Search each line below for "every", then return the lines where it appears.

- Entries provided
-=-=-

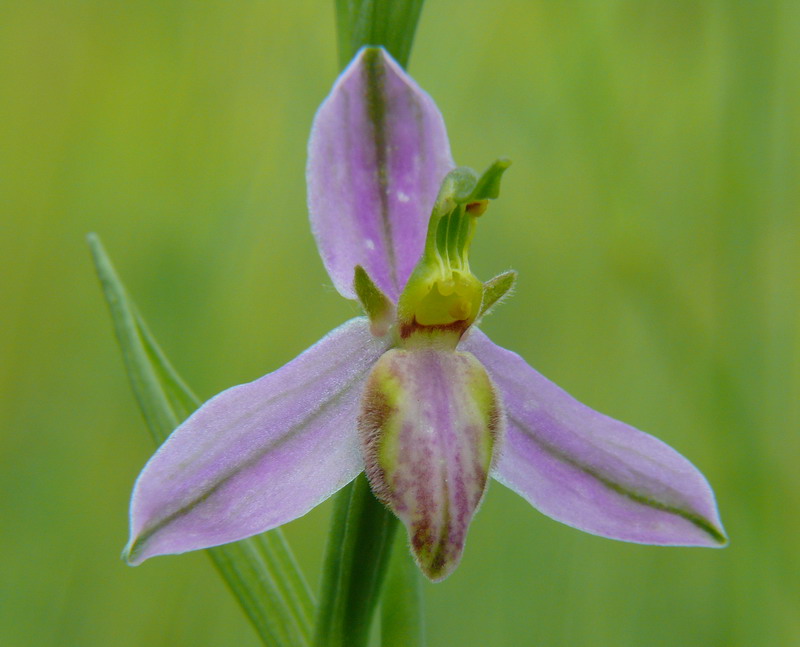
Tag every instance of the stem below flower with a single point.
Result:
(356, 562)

-=-=-

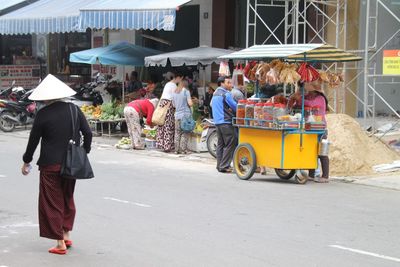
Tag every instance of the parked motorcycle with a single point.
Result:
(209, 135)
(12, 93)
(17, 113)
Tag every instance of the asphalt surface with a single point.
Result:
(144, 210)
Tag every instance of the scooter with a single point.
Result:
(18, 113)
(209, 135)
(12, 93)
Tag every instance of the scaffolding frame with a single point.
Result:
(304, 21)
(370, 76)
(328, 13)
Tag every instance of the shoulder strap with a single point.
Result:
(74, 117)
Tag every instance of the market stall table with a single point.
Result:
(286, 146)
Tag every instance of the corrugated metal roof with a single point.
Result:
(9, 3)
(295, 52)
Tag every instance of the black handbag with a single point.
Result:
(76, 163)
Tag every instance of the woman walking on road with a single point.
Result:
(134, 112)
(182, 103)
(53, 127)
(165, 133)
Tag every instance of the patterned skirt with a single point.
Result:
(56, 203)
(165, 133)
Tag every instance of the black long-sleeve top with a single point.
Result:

-=-=-

- Reply
Tag every instance of the stem below flower with a single point.
Tag every instance of the parked motorcycle with a single point.
Tag every instance of the asphalt surface with a single point.
Tag every instance of the scooter with a single point.
Tag every instance of the scaffolding frame with a single point.
Tag every instance of the shoulder strap with a single point.
Tag every instance of the market stall table with a single point.
Tag every instance of the corrugated metal roof with a single point.
Tag every instance of the black handbag with a single point.
Tag every instance of the woman walking on road with a single point.
Tag every instance of the patterned skirt with a single point.
Tag every instance of the black long-sleeve top with a single point.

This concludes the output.